● Work required:
Pick out every line in the items below that contains the string "white" and copy it. Case counts.

•••••

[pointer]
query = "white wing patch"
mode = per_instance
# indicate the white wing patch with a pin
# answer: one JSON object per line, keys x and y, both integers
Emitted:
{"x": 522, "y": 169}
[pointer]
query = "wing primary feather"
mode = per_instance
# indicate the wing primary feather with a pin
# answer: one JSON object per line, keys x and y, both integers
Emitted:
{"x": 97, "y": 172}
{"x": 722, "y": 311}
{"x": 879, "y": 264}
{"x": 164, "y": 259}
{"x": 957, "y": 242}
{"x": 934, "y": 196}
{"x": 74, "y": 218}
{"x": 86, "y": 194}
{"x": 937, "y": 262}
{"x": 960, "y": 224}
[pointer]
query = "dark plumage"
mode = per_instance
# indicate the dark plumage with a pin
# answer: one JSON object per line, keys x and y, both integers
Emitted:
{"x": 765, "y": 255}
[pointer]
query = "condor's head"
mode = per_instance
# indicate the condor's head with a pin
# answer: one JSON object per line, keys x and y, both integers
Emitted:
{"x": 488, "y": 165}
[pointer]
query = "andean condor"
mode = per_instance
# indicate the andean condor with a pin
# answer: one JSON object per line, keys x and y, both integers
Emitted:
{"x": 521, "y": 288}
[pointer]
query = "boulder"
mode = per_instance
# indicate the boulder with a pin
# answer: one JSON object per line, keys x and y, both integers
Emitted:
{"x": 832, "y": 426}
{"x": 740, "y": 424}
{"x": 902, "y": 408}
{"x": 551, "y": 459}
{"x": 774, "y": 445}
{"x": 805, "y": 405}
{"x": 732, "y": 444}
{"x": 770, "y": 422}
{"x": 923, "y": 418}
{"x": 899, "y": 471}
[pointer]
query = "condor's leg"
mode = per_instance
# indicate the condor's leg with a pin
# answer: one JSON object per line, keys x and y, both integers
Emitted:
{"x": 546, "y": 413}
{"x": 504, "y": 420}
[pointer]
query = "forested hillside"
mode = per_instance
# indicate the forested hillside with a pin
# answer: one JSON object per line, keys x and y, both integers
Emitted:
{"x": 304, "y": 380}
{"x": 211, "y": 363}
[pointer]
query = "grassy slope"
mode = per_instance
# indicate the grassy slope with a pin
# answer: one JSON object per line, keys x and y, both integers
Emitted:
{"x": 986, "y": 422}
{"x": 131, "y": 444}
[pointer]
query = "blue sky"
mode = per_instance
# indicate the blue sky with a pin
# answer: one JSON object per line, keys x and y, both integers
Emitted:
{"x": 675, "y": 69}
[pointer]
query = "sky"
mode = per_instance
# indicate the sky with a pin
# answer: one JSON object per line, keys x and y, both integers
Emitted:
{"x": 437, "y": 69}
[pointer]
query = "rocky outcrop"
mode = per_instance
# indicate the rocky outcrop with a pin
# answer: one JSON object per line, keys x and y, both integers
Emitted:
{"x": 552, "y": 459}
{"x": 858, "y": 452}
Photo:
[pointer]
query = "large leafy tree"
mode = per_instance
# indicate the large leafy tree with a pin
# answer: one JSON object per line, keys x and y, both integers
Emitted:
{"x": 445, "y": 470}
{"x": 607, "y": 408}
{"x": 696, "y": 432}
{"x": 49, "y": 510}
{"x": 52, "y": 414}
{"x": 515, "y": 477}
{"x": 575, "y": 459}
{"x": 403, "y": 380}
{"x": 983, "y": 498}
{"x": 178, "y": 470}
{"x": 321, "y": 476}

•••••

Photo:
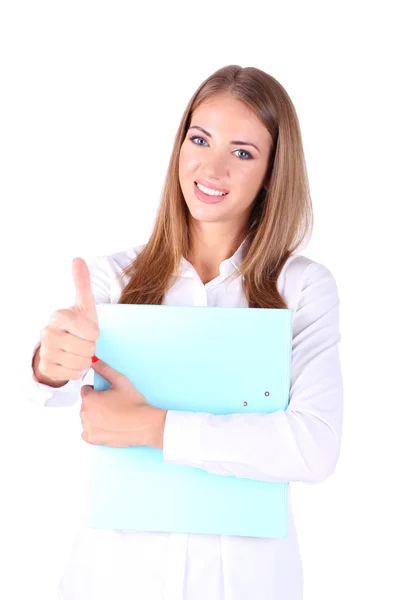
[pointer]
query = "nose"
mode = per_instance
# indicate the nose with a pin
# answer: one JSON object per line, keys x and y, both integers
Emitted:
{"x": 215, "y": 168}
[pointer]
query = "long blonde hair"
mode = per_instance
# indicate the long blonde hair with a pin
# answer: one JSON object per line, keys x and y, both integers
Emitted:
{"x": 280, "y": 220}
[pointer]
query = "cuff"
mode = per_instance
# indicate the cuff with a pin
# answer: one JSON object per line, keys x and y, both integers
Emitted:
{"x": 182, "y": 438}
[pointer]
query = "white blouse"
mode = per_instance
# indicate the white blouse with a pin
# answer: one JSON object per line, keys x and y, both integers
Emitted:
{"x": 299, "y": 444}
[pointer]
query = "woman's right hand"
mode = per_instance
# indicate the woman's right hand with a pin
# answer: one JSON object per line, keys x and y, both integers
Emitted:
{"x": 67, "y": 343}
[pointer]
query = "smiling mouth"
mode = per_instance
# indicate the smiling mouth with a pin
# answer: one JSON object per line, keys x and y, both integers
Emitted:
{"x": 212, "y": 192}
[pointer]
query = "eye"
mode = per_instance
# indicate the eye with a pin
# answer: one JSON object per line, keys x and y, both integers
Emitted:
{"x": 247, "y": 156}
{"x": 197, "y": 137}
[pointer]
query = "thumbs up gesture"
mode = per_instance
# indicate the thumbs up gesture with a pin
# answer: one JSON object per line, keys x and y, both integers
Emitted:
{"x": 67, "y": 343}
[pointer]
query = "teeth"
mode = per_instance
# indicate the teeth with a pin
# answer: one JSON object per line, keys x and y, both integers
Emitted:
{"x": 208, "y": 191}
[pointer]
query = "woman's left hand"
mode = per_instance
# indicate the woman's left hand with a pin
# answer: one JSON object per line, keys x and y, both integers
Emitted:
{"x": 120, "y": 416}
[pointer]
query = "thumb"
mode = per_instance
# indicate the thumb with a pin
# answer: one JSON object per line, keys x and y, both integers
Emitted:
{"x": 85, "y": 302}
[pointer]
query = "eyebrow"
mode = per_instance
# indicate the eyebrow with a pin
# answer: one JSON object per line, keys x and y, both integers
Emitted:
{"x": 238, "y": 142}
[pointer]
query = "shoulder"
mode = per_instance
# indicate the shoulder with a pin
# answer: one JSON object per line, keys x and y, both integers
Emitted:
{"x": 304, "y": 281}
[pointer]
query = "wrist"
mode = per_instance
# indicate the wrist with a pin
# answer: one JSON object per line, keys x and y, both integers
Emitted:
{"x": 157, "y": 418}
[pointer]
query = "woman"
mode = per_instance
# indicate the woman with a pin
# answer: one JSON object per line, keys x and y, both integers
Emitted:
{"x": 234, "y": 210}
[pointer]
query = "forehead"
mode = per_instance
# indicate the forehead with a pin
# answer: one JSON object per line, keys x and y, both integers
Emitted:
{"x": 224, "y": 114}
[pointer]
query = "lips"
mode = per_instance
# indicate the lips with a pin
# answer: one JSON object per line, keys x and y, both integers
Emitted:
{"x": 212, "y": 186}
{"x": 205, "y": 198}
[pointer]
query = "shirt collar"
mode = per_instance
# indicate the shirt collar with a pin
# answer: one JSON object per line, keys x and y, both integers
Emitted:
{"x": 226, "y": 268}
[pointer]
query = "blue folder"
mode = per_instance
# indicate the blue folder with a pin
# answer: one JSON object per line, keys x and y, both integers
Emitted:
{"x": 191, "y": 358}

•••••

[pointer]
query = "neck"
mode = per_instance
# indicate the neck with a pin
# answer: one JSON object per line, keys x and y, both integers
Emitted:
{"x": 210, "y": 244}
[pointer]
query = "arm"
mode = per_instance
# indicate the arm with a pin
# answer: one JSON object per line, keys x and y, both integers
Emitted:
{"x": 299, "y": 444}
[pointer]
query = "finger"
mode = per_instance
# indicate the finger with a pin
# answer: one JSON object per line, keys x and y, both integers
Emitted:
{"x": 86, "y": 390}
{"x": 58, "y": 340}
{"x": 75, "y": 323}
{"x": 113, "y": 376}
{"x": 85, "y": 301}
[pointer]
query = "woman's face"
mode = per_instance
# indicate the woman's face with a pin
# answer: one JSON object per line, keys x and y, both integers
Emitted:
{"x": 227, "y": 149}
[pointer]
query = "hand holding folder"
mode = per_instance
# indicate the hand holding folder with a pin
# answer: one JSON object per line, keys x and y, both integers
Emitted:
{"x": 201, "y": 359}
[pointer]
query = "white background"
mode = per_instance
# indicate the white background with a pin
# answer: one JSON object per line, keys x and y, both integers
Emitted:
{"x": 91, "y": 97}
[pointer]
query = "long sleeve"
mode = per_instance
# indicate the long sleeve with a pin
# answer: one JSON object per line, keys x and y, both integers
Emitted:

•••••

● Final result:
query = "white wing patch"
# indicate the white wing patch with a pin
query = "white blouse"
# indicate the white blouse with a pin
query = "white background"
# indicate the white background with a pin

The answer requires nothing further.